> EXERCISE REQUIREMENTS
A) In two sentences, summarize the Chronic Care Model interview.
B) Rewrite the Chronic Care Model interview from "Wagner: From my" up to and including "patient in CCM?", swapping "physicians" for "clinicians".

Monday, 22 June 2015

Chronic Models: the Wagnerian keys

Chris Ham, King's Fund Director, interviews Edward Wagner, Director Emeritus of MacColl Center for Healthcare Innovation Group Health Research Institute and promoter of the chronic patients care model (Chronic Care Model or CCM). As I think it is worth it, I decided to share a transcript summary of the conversation. It will not disappoint you.

Ham: How did you come up with the idea for CCM?

Wagner: From my own clinical practice. For me it was frustrating to see how well prepared and well-meaning physicians, when they had to deal with caring for chronic patients, failed to achieve good results, while we were starting to have evidence that by doing things differently, patients could better understand what was happening to them and could improve clinical outcomes. And for this reason I thought we had to share this evidence with the doctors.

Ham: What is the role of the patient in CCM?

Wagner: In medicine we learned that the patients did not have any role in the clinical decision making. It was assumed that they had to do what they were told. And as much as we wanted to believe that being didactic towards the patients, the solution is quite different. CCM calls that the doctor and the patient together to develop a care plan, in accordance with the values ​​and each individual patient.

Ham: CCM was speaking of team medicine, what team?

Wagner: It’s a team where only care plan relevant professionals are in it. But in relation to this question, the most important aspect of CCM is that both the team and the patient must share all the information in the care plan.

Ham: What is the role of the general practitioner in CCM?

Wagner: The primary care physician is a key member of the team, but not necessarily the leader. For the proper conduct of each care plan, clinical skills are necessary but not sufficient. They need professionals to help in making things work as planned, and I mean social issues, logistics, access to visitors, understanding, etc. And by this, I mean it’s often not efficient for the team leader to be the family doctor.

Ham: Let's talk about complex chronic patients.

Wagner: When dealing with patients with multimorbidity and complex needs, the problems multiply but above all, the social and coordination needs. Teams must be very skilled in order to adapt to the new requirements which stresses the ways in which the CCM professionals collaborate with the specialists and their ability to implement the necessary services in an effective manner.

Ham: The integration of care services is therefore the answer.

> GIVEN ENTRIES
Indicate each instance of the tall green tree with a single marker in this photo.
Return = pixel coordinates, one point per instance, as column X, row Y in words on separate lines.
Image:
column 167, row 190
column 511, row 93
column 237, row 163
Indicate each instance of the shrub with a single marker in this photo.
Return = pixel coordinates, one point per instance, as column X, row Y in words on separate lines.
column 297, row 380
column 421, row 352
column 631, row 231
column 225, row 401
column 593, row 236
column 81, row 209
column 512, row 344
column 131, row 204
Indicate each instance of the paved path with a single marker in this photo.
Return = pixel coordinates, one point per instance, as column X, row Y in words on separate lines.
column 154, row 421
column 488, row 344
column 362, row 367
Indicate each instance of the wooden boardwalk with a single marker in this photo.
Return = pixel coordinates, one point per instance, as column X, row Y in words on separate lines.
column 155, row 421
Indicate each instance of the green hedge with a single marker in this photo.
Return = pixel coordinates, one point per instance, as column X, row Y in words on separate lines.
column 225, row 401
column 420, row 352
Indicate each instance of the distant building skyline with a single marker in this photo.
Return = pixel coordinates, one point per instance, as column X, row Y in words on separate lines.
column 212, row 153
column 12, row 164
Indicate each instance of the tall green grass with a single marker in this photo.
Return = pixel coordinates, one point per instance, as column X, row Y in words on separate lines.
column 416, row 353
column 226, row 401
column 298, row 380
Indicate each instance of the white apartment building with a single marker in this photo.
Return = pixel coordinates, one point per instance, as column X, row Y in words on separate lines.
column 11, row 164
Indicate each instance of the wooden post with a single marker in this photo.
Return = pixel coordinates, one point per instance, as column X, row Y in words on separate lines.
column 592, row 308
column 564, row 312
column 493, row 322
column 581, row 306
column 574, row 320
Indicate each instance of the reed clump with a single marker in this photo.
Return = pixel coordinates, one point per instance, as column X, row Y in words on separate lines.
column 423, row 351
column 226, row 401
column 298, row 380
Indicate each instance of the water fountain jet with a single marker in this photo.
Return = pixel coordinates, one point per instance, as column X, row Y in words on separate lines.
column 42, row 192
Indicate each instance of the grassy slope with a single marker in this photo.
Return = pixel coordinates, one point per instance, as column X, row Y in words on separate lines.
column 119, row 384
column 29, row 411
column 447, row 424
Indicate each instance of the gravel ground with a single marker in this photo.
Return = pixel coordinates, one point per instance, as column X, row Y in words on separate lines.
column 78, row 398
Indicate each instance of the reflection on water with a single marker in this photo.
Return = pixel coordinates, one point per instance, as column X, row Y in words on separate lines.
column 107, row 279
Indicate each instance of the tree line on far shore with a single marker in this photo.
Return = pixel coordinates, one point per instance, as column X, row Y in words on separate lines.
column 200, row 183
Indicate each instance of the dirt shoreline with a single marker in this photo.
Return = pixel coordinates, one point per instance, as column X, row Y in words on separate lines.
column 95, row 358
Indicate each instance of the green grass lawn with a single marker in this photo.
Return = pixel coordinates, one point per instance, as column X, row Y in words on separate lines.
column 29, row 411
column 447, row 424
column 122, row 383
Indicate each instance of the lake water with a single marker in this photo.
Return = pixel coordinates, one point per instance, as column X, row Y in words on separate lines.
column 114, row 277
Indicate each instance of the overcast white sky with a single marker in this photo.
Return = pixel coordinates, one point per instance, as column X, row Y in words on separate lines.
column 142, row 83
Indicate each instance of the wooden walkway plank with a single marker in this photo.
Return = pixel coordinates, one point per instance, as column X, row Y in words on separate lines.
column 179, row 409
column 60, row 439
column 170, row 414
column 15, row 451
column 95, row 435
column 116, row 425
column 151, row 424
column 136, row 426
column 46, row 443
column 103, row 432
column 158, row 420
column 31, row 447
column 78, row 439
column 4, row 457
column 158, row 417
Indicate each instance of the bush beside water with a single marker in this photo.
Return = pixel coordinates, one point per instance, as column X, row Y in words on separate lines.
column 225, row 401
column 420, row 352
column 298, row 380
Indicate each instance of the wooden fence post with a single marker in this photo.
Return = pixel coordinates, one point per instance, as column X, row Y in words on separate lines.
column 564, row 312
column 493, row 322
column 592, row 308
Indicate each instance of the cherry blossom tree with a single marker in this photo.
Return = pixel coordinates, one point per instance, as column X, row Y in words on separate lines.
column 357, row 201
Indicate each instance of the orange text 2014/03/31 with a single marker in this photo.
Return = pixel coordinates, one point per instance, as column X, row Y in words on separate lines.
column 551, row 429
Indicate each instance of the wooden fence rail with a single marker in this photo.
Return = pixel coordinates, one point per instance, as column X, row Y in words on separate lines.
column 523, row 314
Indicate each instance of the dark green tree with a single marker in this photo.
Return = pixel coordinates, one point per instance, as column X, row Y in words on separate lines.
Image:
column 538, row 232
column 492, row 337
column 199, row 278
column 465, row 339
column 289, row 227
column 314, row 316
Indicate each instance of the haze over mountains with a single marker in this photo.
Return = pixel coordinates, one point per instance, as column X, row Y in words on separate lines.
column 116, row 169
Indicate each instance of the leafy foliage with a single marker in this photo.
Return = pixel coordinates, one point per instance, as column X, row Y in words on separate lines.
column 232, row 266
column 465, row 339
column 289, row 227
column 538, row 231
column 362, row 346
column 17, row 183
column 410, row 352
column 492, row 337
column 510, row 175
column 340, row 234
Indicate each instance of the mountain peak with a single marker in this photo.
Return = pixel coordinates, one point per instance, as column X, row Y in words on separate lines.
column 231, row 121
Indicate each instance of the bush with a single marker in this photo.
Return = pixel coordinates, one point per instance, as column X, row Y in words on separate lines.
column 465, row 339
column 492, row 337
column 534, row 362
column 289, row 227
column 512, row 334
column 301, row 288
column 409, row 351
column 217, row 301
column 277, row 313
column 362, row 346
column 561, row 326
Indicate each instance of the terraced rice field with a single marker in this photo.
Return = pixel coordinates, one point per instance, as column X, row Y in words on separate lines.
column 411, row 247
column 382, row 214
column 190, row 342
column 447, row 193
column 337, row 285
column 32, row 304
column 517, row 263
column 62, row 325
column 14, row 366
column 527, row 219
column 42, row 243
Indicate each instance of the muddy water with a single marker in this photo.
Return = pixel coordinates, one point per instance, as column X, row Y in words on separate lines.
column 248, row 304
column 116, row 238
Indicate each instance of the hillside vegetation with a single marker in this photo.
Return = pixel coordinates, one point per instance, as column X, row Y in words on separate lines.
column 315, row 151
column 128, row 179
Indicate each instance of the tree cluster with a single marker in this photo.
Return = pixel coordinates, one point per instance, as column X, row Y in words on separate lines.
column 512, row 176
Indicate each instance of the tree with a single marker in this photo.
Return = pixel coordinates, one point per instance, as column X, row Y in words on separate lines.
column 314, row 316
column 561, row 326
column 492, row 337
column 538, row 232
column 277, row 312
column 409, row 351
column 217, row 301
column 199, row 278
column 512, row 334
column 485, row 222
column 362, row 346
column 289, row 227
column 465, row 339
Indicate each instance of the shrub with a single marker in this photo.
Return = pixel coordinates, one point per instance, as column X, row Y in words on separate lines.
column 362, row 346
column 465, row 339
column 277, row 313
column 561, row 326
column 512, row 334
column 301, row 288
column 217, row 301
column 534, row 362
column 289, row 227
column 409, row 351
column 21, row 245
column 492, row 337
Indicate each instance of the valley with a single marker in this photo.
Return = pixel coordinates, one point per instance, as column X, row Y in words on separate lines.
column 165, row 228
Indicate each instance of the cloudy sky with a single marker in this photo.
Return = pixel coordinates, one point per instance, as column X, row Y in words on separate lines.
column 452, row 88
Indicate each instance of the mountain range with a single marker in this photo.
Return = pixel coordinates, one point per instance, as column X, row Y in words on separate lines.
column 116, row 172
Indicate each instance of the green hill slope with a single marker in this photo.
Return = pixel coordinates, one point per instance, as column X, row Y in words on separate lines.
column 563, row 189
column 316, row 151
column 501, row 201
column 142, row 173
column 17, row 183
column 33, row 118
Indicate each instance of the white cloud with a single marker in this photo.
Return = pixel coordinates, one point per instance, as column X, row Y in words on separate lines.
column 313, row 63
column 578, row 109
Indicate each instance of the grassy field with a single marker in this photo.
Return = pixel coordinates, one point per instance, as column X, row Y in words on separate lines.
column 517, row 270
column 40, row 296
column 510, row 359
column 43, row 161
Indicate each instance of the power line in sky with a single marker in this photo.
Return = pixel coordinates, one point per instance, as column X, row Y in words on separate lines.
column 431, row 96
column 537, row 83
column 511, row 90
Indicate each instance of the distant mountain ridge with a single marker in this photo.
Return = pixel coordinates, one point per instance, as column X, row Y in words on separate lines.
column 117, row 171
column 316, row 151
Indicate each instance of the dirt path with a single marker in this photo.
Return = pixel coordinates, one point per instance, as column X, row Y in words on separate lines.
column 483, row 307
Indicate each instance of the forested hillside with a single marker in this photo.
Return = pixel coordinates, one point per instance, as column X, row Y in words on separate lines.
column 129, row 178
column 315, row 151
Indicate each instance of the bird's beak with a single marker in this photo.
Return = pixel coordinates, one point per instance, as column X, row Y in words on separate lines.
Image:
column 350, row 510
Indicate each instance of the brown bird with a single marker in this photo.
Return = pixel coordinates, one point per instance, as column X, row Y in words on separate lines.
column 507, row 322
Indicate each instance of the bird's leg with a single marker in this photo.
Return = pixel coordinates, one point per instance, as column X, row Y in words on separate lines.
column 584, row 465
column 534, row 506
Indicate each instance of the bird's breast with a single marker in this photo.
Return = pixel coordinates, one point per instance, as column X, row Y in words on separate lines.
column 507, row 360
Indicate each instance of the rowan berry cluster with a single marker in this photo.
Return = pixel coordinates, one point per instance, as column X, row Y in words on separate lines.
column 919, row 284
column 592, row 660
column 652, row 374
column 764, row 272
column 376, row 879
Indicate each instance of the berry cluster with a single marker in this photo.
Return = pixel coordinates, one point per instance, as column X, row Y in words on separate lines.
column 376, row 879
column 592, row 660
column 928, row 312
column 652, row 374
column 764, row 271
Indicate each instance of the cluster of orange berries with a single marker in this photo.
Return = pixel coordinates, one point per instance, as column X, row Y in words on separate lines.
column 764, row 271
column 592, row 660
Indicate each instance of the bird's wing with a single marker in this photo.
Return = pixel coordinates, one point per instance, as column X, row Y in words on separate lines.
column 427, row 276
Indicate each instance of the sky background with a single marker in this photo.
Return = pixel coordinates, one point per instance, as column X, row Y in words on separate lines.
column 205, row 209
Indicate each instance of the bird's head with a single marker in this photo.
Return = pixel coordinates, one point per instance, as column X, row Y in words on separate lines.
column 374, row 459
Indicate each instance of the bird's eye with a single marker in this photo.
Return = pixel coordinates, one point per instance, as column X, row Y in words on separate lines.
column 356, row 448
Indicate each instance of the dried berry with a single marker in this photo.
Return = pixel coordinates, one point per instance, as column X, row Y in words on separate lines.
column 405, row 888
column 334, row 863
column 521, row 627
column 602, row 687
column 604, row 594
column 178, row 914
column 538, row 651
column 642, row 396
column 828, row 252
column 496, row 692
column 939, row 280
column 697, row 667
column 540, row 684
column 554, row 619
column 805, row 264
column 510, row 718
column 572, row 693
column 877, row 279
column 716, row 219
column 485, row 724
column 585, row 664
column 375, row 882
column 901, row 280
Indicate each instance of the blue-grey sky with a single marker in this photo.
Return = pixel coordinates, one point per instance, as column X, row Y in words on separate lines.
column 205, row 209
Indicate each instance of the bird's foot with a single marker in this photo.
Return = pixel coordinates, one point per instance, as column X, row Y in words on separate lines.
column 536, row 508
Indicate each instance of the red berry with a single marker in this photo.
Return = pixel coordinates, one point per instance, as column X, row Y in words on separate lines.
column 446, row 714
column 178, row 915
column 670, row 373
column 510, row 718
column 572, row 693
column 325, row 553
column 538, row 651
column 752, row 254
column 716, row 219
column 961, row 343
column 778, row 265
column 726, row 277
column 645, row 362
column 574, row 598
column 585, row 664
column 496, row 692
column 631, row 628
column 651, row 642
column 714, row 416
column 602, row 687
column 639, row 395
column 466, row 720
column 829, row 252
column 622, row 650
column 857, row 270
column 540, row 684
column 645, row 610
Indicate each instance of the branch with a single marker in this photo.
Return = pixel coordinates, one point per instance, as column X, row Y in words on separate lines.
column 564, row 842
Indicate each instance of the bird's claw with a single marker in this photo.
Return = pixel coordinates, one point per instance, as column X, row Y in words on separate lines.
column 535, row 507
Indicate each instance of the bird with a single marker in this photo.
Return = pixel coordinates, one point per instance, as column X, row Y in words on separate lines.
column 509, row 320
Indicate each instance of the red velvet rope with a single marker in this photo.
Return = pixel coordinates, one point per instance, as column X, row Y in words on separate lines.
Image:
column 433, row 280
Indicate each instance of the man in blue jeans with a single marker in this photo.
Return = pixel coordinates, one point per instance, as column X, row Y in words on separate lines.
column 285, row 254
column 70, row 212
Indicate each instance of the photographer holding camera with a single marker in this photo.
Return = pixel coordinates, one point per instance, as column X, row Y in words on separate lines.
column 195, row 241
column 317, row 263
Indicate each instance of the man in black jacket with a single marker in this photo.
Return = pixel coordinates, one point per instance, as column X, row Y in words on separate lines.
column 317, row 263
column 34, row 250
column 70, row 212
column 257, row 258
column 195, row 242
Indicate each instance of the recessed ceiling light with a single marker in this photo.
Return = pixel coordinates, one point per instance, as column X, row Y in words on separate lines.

> RESPONSE LIST
A) Chris Ham of the King's Fund interviews Edward Wagner, promoter of the Chronic Care Model, who says the idea grew from his frustration that well-prepared physicians failed to achieve good results with chronic patients. Wagner describes a model in which doctor and patient develop a care plan together, a team of relevant professionals shares all care-plan information with the patient, the primary care physician is a key member but not necessarily the leader, and complex patients with multimorbidity need very skilled teams.

B)
Wagner: From my own clinical practice. For me it was frustrating to see how well prepared and well-meaning clinicians, when they had to deal with caring for chronic patients, failed to achieve good results, while we were starting to have evidence that by doing things differently, patients could better understand what was happening to them and could improve clinical outcomes. And for this reason I thought we had to share this evidence with the doctors.

Ham: What is the role of the patient in CCM?